Travail demandé:
- a) Reproduisez le passage du texte sur les intellectuels africains qui va de « Pendant combien de » à « ça fait mal. ».
- b) Les affirmations suivantes concordent-elles avec le texte sur les intellectuels africains ? Répondez par oui ou par non et citez à l'identique les mots du texte qui tranchent.
(i) Depuis les indépendances, le nombre d'intellectuels africains a nettement augmenté.
(ii) Les avis sur le rôle des intellectuels africains sont unanimes.
(iii) Les problématiques du développement sont nouvelles pour l'élite politique et intellectuelle du continent.
- c) Quel pays d'Afrique subsaharienne le texte sur les intellectuels africains cite-t-il nommément ?

Plus d’ombres que de lumière dans le chef des intellectuels africains dont le rôle suscite plus des questions qu’il n’apporte des réponses.

Pendant combien de temps doit-on encore se complaire de voir des élites godiches quasi inexistantes sur le terrain des recherches et de l’innovation nécessaire pour affronter les défis du développement à travers le continent ?
Plus de cinquante ans après les indépendances, l’Afrique peut se glorifier d’avoir fait évoluer significativement le nombre de ses intellectuels. Cependant, pour ce qui est de leur rôle, les avis sont contrastés.

D’où l’intérêt de cette réflexion interpellative. Au moment où le continent traîne à la queue du peloton en matière de développement et peine à trouver une issue heureuse pour montrer le bout du nez sur la scène internationale, essayons de mettre les doigts là où ça fait mal.

Oui, dans presque la totalité des pays d’Afrique subsaharienne, notamment au Gabon, les défis à affronter par les différentes sociétés ont pour noms l’essor économique, la croissance, l’industrialisation, le plein emploi, l’accès à l’eau et à l’électricité, l’accès aux soins et à une éducation de qualité. En un mot, c’est le défi du développement.

A ce qui semble, ces problématiques ne sont pas nouvelles pour l’élite politique et intellectuelle du continent ou du Gabon en particulier.

Liste des données:
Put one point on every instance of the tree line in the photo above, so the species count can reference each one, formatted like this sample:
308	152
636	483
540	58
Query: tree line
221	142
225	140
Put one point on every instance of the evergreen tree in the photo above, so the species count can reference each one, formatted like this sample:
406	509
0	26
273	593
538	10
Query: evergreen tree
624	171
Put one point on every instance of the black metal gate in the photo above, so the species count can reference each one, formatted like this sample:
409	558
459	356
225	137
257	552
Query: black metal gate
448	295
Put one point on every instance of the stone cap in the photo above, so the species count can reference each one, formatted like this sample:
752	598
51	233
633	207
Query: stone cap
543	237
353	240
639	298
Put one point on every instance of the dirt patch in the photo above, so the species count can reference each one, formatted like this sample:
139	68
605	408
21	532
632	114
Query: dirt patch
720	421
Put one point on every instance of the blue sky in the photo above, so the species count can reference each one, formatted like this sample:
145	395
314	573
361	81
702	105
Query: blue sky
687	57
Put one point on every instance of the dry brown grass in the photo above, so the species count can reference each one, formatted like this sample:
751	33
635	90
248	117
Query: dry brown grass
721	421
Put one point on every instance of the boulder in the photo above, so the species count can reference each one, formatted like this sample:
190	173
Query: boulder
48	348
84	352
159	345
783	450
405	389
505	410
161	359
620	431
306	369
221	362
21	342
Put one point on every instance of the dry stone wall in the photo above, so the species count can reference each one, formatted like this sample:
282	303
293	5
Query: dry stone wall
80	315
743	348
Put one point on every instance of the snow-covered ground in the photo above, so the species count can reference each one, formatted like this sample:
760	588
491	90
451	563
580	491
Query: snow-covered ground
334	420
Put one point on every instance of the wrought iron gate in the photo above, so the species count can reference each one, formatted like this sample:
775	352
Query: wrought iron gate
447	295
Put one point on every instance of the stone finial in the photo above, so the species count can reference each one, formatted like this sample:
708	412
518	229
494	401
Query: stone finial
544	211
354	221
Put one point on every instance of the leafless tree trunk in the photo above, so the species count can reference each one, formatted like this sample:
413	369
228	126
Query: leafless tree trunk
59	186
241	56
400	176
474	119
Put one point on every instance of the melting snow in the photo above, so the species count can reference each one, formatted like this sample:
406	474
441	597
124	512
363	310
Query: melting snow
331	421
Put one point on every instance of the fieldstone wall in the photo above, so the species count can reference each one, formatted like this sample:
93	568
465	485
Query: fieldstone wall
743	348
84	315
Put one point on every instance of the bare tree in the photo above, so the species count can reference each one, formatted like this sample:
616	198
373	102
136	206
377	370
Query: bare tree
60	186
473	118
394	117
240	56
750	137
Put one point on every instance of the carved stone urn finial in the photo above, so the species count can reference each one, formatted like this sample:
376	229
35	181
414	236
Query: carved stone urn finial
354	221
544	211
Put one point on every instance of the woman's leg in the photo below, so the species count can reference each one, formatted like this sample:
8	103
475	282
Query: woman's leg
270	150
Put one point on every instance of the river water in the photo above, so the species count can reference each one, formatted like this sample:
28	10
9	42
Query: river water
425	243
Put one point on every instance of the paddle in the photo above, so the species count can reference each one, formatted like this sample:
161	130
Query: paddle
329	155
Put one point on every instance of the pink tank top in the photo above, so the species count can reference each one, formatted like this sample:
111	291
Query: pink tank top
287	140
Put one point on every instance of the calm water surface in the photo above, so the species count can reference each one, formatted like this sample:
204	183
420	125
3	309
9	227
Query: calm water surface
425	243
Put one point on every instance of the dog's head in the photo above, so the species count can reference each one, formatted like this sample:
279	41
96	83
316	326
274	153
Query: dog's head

Réponses:
- a)
Pendant combien de temps doit-on encore se complaire de voir des élites godiches quasi inexistantes sur le terrain des recherches et de l’innovation nécessaire pour affronter les défis du développement à travers le continent ?
Plus de cinquante ans après les indépendances, l’Afrique peut se glorifier d’avoir fait évoluer significativement le nombre de ses intellectuels. Cependant, pour ce qui est de leur rôle, les avis sont contrastés.

D’où l’intérêt de cette réflexion interpellative. Au moment où le continent traîne à la queue du peloton en matière de développement et peine à trouver une issue heureuse pour montrer le bout du nez sur la scène internationale, essayons de mettre les doigts là où ça fait mal.

- b)
(i) Oui : « l’Afrique peut se glorifier d’avoir fait évoluer significativement le nombre de ses intellectuels ».
(ii) Non : « pour ce qui est de leur rôle, les avis sont contrastés ».
(iii) Non : « ces problématiques ne sont pas nouvelles pour l’élite politique et intellectuelle du continent ».

- c) Le Gabon.